Aufgaben:
A - Wie viele der neun Merkmale müssen laut dem Text über Sucht erfüllt sein, damit Experten bei Glücksspielsucht von einer Sucht sprechen?
B - Fasse den Absatz, der mit „Doch eine krankhafte Sucht hat auch andere Charakteristika“ beginnt, im Text über Sucht kürzer zusammen und behalte dabei seine wichtigsten Aussagen.
C - Führe den Text über Sucht im Anschluss an seinen letzten Satz weiter.

Ausgangstext:

Doch eine krankhafte Sucht hat auch andere Charakteristika. „Sie dient oft als Ersatzbefriedigung für etwas, was man nicht anders bekommt“, sagt Mörsen. Wer beispielsweise im Job keine Anerkennung oder in der Ehe keine Bestätigung bekomme, der suche positive Gefühle und Erlebnisse auf andere Weise. Schnell wird das Suchtverhalten dann zum zuverlässigen Strohhalm, nach dem man immer greifen kann und der so eine Flucht vor den eigenen Problemen ermöglicht.
Bei vier von neun beginnt es
Doch bald muss die Reizintensität erhöht werden, um die gleiche Zufriedenheit wie am Anfang zu erzielen. Ein Teufelskreis beginnt. Wie weit man schon in der Suchtspirale drin steckt, lässt sich bei der Glücksspielsucht anhand eines Katalogs von neun Merkmalen messen; wenn vier davon erfüllt sind, sprechen Experten von einer Sucht.

Gezeigte Datensätze:
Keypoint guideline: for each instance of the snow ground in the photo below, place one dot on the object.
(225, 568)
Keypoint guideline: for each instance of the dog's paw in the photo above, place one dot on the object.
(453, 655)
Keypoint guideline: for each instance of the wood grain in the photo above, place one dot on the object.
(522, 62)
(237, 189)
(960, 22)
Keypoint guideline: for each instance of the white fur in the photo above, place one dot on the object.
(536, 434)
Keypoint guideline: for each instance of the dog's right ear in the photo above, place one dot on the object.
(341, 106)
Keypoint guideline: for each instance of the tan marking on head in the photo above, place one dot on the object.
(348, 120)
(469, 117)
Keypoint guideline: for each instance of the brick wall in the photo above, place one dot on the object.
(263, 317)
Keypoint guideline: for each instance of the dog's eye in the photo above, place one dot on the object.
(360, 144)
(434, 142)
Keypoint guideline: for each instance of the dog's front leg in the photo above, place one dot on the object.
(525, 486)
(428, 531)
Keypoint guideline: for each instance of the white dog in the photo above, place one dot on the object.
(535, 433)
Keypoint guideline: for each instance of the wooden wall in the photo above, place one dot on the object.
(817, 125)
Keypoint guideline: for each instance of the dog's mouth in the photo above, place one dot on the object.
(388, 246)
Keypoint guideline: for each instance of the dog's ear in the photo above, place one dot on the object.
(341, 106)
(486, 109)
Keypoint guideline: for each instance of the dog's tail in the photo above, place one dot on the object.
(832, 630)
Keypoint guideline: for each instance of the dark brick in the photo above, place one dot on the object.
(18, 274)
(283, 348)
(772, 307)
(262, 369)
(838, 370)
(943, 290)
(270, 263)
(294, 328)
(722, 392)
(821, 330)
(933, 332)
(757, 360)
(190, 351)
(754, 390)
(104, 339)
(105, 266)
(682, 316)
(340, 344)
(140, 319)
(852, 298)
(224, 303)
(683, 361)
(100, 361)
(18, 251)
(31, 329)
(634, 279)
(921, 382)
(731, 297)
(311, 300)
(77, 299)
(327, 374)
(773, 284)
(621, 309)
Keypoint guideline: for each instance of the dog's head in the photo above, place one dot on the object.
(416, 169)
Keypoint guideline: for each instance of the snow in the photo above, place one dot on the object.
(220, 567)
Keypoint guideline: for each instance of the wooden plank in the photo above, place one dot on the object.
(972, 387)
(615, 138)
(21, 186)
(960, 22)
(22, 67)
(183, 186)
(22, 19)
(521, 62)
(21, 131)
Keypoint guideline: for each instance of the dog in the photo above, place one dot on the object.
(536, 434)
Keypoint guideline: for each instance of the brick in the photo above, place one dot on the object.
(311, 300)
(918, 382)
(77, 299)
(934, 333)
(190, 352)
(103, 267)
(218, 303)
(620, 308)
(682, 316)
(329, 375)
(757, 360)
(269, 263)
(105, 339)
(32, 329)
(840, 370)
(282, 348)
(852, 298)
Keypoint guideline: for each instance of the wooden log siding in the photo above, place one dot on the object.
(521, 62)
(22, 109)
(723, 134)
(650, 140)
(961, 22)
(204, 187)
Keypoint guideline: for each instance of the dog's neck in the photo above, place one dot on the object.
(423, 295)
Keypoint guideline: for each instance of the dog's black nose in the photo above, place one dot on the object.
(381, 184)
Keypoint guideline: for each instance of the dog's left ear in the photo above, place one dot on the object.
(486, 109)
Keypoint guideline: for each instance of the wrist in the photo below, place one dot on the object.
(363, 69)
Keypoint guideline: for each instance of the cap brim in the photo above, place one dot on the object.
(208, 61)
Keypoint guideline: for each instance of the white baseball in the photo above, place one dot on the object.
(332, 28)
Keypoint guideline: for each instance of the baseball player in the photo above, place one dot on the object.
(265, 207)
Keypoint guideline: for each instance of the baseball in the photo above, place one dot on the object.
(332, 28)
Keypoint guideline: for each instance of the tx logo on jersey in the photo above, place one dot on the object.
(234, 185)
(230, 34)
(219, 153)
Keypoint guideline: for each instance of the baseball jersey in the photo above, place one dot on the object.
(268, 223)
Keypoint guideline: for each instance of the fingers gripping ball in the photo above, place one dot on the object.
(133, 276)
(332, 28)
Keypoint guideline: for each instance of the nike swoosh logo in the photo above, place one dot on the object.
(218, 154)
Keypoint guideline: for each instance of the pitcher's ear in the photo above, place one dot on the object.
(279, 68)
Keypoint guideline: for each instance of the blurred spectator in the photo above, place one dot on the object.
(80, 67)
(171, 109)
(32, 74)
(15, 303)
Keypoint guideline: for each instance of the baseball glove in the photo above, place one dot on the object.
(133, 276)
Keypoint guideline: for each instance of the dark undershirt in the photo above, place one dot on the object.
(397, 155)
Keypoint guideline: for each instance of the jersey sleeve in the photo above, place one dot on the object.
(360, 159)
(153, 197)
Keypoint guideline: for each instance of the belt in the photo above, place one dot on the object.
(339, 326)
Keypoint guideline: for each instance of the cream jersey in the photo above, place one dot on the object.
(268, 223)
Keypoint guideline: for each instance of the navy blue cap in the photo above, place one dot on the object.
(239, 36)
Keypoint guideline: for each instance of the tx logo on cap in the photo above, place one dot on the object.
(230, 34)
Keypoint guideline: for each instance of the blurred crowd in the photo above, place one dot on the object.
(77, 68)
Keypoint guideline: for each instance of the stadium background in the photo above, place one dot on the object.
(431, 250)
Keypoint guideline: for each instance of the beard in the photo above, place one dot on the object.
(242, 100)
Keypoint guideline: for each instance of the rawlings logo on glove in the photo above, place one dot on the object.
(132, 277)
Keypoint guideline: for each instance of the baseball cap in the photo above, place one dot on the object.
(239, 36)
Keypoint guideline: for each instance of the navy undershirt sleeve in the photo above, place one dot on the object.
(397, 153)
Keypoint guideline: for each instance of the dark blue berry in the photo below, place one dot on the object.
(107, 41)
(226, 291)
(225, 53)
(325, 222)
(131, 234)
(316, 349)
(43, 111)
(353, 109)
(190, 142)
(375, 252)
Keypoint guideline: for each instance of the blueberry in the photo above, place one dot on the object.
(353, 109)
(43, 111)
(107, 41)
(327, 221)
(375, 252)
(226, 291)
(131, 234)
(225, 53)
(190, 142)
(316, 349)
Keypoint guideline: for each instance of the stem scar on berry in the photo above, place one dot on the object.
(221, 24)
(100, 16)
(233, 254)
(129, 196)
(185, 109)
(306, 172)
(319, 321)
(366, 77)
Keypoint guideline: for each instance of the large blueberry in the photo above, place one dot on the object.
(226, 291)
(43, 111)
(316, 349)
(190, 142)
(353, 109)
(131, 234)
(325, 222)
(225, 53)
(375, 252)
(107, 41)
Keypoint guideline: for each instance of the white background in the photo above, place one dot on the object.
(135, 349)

Antworten:
A - Vier der neun Merkmale.

B - Eine krankhafte Sucht dient laut Mörsen oft als Ersatzbefriedigung. Wer etwa im Job keine Anerkennung oder in der Ehe keine Bestätigung bekommt, sucht positive Gefühle auf andere Weise. Das Suchtverhalten wird so schnell zum zuverlässigen Strohhalm und zur Flucht vor den eigenen Problemen.

C -
Zu den Merkmalen zählen zum Beispiel die Toleranzentwicklung: Immer höhere Einsätze sind nötig, um das gleiche Glücksempfinden auszulösen. Und der Kontrollverlust, der einen Spieler dazu führt, doch wieder 500 Euro im Casino einzusetzen, auch wenn er sich ein Limit von 100 Euro gesetzt hat. Der Merkmalkatalog ist auf viele andere Suchterkrankungen übertragbar.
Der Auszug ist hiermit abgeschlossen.